**** TEXTAUSZUG ****
Mittwoch, 12. September 2007

Erinnerung an einen Frühling

{in den Tiefen meines Laptops verbergen sich manchmal Texte, die ich vergessen habe, so wie dieser, den ich "Still im Haus" nannte.)


Still im Haus und vorsichtige Annäherung: die leise Berührung der Katzen am Hosenbein. Während ich am Abend (Mondsichel zunehmend) was ich am Tag getan habe betrachte. Erster Frühlingssonnentag und ich im Balkonkäfig, Goldstaub in der Luft, drei Männer mit schwarzen Anzügen und Hüten um eine geöffnete Motorhaube. Dann meine Farbenfreude, Farbenlust, Pinselstrauß, und Angst, was mache ich hier, und Farbentoben, Farbenwüten, ganz zeitentfernt

Morgens Blutentnahme, Blutprobenröhrchen, Blutprobenzimmer

Weil ich doch stiftabhängig mein Kopfkäfig mich immer wieder eingittert

Sobald ich den Stift in die Faust nehme

Jetzt Morgenkühle, Katzenübungen, Schreibkaffee, bin ich mir selber verloren gegangen oder bin ich erst so ganz verloren bei mir selber

Meine Tagesliste (Katzenfutter, Waschzeit, Telefongespräch, Bücher zurückbringen), ich bin nichts, nur dieser ständig wandernde Geist. Und die Feuerlöcher, geflickt, in meinem Gewand, und die brennende Haut. Und alles, was in mich hinein- und durch mich hindurch, und was wieder verschwindet, versickert, verdunstet, ein unaufhörlicher Anfang

Während ich Papier zerfetze und Stück für Stück wieder zusammensetze, meine Tagesarbeit (wie faszinierend es war, die Schmalfilme der Kindheit rückwärts zu sehen, der Kopfsprung mit den Füßen voraus aus dem Wasser)

Dienstag, 11. September 2007

Elstern

Eine Elster hackt in einem Café auf einem liegengelassenen Ciabatta herum.

Ich lasse die Katze auf dem Zaun balancieren, aber sie kommt aus dem Gleichgewicht und fällt auf der falschen Seite hinunter.

Meine Mutter ruft an und sagt, sie hat es satt, auf meinen Vater Rücksicht zu nehmen.

Ich bin zu müde, um mich auszuruhen.

Sonntag, 9. September 2007

21:08

Mein kariertes Leben.

"Everything must have a name" (David Shrigley, Malmö Konsthall)

Es fällt mir schwer, die Dinge und Ereignisse zu benennen.

Ich sage: "Alles wird leichter." (Weil ich weniger Zeit zum denken habe.)

Es scheint die Sonne. Ich gehe durch die Stadt.

"Fühlst du dich hier wohl?" "Manchmal."

Ich träume: ich bin im Zug, auf dem Weg irgendwohin, ich öffne das Fenster, es schlägt mir eine eisige Kälte entgegen, eine Winterkälte, die es in meinem Leben nicht mehr gibt, und von der mir plötzlich bewusst wird, wie sie mir fehlt. (Eine Kälte, die einem den Atem nimmt.)
**** ANGEZEIGTE ZEILEN ****
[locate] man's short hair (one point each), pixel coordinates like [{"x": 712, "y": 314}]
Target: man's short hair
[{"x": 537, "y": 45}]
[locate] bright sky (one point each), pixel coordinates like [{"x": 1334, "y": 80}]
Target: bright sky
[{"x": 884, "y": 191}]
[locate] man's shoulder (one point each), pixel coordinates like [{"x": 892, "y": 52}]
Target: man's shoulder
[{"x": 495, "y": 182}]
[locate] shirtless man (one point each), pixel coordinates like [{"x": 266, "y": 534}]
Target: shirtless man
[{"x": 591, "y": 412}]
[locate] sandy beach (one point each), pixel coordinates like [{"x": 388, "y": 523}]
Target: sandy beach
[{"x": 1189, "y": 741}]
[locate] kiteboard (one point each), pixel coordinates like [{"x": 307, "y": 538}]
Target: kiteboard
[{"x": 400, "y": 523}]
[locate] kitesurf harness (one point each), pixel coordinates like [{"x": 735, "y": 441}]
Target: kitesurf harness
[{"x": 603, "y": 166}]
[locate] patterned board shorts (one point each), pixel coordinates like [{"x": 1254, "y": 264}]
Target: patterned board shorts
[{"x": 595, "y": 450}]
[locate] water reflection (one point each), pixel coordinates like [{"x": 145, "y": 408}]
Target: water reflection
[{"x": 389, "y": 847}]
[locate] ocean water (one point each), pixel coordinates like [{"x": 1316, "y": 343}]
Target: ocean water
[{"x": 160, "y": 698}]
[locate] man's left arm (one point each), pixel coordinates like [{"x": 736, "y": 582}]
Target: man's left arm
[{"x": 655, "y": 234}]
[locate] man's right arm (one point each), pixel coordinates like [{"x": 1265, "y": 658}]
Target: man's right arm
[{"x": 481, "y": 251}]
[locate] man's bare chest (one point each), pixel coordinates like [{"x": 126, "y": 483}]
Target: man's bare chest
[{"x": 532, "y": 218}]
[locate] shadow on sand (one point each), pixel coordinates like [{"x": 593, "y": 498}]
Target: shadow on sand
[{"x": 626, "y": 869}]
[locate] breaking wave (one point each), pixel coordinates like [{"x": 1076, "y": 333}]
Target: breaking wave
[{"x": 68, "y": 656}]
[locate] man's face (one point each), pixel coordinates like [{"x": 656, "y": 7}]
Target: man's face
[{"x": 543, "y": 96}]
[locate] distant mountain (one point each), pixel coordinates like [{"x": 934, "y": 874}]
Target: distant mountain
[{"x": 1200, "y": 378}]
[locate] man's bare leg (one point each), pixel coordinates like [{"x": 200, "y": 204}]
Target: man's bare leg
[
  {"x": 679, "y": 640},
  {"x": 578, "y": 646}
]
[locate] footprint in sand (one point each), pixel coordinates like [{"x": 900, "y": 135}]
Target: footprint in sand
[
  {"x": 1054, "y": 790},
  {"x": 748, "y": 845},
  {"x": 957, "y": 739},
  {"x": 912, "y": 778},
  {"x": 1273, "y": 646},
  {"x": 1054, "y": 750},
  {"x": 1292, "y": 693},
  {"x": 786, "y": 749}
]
****
AUFTRAG: Gib den Abschnitt des Tagebuchtexts zwischen „Dienstag, 11. September“ und „um mich auszuruhen.“, beide eingeschlossen, noch einmal wieder und ersetze darin „Ciabatta“ durch „Croissant“.

LÖSUNG:
Dienstag, 11. September 2007

Elstern

Eine Elster hackt in einem Café auf einem liegengelassenen Croissant herum.

Ich lasse die Katze auf dem Zaun balancieren, aber sie kommt aus dem Gleichgewicht und fällt auf der falschen Seite hinunter.

Meine Mutter ruft an und sagt, sie hat es satt, auf meinen Vater Rücksicht zu nehmen.

Ich bin zu müde, um mich auszuruhen.